**Passage to read**
Originally Posted by moonkissedchi
I suffer from panic disorder/agoraphobia myself. I looked into SD myself in the past & from what I found that it seems impossible to get a dog for panic disorder as they don't perform a task and only provide comfort/safety. They would only fall under emotional support.
Dogs are great for that though. Having my dog makes it so much easier to get out and live! I do wish I could bring her everywhere with me just for that reason. Sent from Petguide.com Free App
It's not impossible to get an SD for panic disorder or agoraphobia, or at least, no more difficult than it is for any mental disability. It's hard to get any psychdog from a program unless you're a veteran with PTSD or a child with autism, but if you're willing to owner-train or find an independent trainer, an SD isn't off-limits provided it is
legally an SD. The dog must be individually trained to perform a learned task that mitigates the person's disability. If the person is legally disabled, and if the dog is trained to perform a task that compensates for the disability, it can be (but is not necessarily, or by default) a service dog.
So providing emotional comfort, since it is not a task, does not qualify. And the argument "but I taught
him to comfort me as a task!" does not hold up in court, as several lawsuits have proven. Body-blocking in a crowd, leading the handler out of a crowd if they have lost their bearing, interrupting repetitive or harmful behaviors (for example, I compulsively claw my arms when panicking), leading the handler to water so the handler can take medication, etc, would all qualify as trained tasks that would mitigate a panic disorder or agoraphobia.
A friend suggested a good litmus test for a trained task when I was looking into an SD and trying to decide if the benefits outweighed the risks (because, yaaay, my socially-triggered anxiety means that explaining an SD to others might actually cause
the panic attacks that the SD was meant to help manage). She said, "Ask yourself, 'Could someone engineer a robot to do that?' If not, it's not a trained task." A robot could wheel around my body while I panicked to give me space, and it would help. A robot could lead me away from other humans if I was "trapped" because my panic disoriented me, and it would help. A robot could stop me from clawing my arms, and it would help.

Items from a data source

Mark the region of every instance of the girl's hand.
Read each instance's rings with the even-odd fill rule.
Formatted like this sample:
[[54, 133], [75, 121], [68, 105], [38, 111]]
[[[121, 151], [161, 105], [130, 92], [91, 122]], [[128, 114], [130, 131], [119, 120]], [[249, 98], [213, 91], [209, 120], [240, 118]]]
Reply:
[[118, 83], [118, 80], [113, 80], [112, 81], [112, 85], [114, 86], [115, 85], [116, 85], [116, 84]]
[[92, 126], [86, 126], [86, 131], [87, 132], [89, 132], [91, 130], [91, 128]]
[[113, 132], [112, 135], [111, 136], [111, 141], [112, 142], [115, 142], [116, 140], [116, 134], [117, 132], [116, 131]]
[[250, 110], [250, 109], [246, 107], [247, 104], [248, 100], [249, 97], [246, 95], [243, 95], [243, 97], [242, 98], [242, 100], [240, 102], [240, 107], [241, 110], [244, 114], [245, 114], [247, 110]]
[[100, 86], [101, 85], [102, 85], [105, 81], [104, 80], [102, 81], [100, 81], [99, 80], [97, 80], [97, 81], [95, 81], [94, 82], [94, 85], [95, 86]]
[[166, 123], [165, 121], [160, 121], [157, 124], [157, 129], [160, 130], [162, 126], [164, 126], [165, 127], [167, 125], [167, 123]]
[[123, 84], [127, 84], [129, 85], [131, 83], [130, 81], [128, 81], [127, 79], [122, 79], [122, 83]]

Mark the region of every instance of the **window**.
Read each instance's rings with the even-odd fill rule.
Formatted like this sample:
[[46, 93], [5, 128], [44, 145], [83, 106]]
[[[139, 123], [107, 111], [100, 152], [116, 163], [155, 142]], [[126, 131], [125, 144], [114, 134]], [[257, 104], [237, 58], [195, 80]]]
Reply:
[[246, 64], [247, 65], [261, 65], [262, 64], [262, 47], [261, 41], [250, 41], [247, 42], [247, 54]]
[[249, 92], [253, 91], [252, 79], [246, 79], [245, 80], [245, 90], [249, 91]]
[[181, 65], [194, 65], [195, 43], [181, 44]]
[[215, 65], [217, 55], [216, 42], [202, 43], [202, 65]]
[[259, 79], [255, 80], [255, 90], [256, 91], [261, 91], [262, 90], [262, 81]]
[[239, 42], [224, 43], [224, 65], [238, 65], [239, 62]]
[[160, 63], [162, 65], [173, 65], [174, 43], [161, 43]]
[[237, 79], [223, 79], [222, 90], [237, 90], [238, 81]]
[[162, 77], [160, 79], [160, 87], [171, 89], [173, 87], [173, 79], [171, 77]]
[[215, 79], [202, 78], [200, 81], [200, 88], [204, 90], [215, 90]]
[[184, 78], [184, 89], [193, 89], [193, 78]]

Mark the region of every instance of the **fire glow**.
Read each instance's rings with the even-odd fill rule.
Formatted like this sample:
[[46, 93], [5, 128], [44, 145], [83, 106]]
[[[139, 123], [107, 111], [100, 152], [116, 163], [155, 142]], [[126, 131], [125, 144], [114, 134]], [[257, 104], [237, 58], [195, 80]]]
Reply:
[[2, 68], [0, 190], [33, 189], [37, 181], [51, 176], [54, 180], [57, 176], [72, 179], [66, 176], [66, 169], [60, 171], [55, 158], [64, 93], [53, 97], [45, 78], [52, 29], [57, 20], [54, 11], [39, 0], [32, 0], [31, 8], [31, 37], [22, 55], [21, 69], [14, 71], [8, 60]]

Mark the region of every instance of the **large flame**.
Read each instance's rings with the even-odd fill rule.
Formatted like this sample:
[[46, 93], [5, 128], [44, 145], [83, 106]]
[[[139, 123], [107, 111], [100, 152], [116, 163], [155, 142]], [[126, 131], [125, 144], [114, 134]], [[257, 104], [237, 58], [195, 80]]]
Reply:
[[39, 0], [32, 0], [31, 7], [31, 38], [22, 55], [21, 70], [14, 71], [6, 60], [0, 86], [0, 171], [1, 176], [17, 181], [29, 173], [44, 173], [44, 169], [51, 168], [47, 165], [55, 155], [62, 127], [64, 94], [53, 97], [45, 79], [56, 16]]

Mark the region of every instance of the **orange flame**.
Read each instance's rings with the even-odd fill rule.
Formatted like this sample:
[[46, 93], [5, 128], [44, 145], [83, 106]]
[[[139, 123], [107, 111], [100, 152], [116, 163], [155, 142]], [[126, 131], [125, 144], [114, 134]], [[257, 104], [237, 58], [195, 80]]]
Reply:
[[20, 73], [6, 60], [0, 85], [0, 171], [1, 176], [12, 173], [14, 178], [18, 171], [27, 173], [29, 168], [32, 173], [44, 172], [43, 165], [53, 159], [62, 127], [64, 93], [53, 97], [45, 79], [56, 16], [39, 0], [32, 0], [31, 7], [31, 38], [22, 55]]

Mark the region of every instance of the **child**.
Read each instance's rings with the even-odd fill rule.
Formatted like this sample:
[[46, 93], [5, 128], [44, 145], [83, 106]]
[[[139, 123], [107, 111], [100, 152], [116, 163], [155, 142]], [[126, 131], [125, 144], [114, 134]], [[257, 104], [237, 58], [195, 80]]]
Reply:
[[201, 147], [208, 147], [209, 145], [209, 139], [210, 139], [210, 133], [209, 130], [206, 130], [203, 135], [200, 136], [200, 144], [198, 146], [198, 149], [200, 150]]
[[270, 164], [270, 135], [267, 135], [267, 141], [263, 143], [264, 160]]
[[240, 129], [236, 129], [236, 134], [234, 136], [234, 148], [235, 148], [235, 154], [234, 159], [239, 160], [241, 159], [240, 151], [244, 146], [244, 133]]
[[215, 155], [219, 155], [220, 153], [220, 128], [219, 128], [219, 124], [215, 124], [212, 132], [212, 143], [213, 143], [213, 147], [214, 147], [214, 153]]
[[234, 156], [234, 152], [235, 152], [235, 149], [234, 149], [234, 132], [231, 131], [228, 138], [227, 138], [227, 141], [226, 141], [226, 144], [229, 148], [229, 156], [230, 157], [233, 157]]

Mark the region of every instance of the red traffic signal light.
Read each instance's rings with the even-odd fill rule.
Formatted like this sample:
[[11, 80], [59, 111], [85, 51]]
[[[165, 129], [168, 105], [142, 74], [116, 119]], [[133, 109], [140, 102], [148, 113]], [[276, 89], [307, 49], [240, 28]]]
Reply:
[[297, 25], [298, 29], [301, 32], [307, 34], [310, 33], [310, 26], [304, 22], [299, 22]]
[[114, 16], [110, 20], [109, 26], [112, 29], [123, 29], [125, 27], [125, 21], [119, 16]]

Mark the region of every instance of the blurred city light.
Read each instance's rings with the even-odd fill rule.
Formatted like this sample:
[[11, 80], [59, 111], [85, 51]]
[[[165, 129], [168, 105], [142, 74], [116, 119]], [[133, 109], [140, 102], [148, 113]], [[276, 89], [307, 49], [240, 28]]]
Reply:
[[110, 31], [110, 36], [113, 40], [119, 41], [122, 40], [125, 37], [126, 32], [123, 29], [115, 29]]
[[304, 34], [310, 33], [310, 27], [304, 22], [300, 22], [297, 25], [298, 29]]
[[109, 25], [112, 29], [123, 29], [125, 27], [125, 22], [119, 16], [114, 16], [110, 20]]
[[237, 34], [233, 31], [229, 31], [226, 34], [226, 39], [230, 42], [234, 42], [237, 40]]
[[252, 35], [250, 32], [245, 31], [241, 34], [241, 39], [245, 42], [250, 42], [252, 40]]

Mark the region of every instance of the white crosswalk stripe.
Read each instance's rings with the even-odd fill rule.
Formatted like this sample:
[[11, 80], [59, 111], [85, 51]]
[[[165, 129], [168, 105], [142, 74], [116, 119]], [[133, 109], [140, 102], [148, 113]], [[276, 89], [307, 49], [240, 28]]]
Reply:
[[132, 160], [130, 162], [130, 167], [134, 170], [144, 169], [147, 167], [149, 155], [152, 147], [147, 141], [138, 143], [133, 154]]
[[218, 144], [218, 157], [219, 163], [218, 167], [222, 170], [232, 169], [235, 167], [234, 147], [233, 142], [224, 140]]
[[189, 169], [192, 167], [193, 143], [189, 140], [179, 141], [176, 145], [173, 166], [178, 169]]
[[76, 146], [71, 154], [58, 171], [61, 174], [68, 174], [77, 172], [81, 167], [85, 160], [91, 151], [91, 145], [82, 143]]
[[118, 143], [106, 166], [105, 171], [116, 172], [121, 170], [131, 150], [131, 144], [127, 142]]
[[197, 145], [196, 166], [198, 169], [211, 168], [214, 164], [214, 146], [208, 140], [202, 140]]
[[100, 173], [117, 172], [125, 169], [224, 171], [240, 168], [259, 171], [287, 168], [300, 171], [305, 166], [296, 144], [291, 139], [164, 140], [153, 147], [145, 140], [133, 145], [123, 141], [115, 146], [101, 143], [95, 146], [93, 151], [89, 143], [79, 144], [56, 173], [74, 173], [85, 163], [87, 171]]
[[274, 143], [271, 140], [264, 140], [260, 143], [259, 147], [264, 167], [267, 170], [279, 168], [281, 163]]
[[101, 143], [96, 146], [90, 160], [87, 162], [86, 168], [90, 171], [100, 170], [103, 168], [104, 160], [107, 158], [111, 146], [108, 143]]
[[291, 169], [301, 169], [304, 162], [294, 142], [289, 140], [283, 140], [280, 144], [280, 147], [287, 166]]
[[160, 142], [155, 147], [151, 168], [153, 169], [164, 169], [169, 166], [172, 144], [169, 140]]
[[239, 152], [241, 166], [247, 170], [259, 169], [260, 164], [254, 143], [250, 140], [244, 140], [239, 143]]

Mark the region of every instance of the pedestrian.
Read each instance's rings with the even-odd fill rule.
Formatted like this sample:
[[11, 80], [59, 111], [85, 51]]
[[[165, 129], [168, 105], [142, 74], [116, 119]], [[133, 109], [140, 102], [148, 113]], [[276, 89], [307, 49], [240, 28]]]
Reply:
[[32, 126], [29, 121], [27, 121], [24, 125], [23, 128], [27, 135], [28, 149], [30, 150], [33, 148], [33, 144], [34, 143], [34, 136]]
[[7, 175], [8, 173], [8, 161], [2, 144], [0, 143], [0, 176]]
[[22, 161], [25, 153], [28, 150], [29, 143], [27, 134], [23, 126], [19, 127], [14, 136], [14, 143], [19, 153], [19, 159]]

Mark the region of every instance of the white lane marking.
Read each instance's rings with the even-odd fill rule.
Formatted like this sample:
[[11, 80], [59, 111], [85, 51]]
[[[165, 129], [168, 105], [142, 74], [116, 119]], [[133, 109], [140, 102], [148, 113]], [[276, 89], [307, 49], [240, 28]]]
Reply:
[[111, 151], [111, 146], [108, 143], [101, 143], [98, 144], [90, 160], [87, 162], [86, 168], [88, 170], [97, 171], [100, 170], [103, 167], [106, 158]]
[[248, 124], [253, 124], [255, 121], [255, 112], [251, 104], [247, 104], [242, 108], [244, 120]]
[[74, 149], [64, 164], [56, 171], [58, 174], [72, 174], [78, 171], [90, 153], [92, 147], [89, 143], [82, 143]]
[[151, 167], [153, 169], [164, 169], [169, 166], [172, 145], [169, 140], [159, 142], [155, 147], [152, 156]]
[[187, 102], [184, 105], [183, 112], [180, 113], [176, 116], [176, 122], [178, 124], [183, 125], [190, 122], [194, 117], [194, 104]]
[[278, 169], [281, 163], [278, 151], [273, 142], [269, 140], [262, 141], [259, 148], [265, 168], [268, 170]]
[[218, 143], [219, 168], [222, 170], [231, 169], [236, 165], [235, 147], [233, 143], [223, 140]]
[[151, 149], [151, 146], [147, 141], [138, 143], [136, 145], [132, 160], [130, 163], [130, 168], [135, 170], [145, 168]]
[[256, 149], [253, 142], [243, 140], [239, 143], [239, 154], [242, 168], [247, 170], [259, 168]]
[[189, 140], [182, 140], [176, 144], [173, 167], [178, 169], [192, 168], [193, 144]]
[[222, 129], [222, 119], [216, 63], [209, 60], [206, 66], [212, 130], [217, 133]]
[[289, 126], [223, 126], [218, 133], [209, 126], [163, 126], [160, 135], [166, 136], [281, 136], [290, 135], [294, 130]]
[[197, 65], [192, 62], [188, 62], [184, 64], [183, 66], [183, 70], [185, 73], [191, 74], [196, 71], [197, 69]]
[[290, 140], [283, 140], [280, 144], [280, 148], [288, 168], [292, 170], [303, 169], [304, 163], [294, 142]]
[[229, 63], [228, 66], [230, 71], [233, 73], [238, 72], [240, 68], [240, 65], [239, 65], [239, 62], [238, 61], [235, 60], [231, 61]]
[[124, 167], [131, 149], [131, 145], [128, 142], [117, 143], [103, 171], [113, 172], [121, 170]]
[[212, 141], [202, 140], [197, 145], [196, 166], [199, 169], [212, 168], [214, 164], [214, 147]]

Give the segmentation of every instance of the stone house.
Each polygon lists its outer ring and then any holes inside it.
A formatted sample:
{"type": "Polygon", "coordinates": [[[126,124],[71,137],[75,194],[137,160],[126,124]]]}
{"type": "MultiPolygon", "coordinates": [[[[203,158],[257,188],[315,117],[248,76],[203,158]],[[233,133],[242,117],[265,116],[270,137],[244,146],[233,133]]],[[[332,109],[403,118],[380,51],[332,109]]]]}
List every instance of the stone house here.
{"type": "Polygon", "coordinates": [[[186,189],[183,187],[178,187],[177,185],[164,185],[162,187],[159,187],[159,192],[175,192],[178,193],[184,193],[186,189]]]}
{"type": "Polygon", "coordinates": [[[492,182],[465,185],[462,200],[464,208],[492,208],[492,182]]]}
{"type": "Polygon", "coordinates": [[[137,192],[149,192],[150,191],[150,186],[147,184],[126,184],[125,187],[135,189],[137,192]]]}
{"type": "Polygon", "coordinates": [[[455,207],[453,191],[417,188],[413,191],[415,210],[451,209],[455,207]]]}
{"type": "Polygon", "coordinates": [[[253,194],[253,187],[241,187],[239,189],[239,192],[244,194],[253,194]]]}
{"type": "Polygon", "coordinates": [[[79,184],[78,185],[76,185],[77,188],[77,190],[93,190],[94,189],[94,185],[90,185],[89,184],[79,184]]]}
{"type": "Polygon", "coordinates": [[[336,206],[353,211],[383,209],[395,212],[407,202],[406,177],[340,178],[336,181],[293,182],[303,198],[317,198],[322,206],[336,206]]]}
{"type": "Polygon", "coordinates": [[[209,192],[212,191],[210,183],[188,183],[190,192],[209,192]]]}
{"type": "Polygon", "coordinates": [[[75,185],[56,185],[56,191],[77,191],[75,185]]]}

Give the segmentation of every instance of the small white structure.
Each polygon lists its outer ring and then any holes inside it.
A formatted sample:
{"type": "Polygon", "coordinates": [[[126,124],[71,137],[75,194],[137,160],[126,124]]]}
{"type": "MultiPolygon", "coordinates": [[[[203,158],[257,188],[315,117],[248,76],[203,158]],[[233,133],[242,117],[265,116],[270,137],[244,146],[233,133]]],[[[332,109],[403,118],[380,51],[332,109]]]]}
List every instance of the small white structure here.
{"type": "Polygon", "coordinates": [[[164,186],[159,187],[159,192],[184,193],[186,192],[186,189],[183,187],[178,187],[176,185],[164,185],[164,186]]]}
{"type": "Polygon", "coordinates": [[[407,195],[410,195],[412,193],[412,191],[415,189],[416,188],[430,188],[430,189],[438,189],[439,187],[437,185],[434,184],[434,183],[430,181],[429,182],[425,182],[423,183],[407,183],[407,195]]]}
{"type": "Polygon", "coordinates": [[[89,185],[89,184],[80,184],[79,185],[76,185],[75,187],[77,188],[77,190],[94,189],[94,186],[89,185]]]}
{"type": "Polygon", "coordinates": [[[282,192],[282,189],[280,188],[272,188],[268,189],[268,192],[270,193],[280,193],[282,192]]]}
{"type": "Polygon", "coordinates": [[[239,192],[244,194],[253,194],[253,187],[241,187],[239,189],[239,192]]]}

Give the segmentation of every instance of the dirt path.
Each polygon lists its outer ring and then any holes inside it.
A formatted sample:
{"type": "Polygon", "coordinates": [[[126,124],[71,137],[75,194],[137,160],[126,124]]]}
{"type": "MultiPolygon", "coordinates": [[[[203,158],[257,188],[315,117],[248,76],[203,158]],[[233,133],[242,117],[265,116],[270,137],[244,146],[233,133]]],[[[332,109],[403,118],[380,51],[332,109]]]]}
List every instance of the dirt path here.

**Prompt**
Continue the forum post about service dogs for panic disorder, starting right after its final sentence.

**Answer box**
The bigger question is whether an individual's panic disorder or agoraphobia are significant enough to qualify as legally disabled. Having panic disorder and having enough panic disorder to qualify as disabled are not the same thing. In the case of OP, it sounds like a yes if they are literally housebound.
In the beginning, I stressed that a dog who meets those criteria CAN be, but isn't automatically, an SD. For example, my intermittent psychiatric issues are significant enough to merit a service dog and my dog is task-trained to perform behaviors that mitigate my disability. My dog will already circle my body on cue (which would give me space in a crowd), will stand between me and a person who is causing me to panic (in a subtle, not-guarding way, but it helps me regain my composure before I am fully panicking) and it would be relatively easy to teach him to interrupt my hand-clawing by teaching my hand-clawing gesture as a cue for him to do something that stops the clawing (like putting his paw on my hand, because usually once I'm aware that I'm clawing I can stop). He knows how to find water fountains, so it would be fairly simple to teach him to lead me to them.
But he's also goofy, playful and extremely social with strangers, which are all traits that make public access work much more difficult. While he's mentally and physically capable of being my SD, and my intermittent psychiatric issues are sufficient to qualify me as disabled when they flare up, I had to wash him out of service dog training because his temperament isn't steady enough. I love him to pieces. He's trained better than most dogs I know. And I'd really love to say that I'd trust my life to him. But if push comes to shove, I will never be 100% certain that he'd do his job to the best of his abilities even if a stranger was desperately trying to pet him. And that's the standard that a service dog has to meet.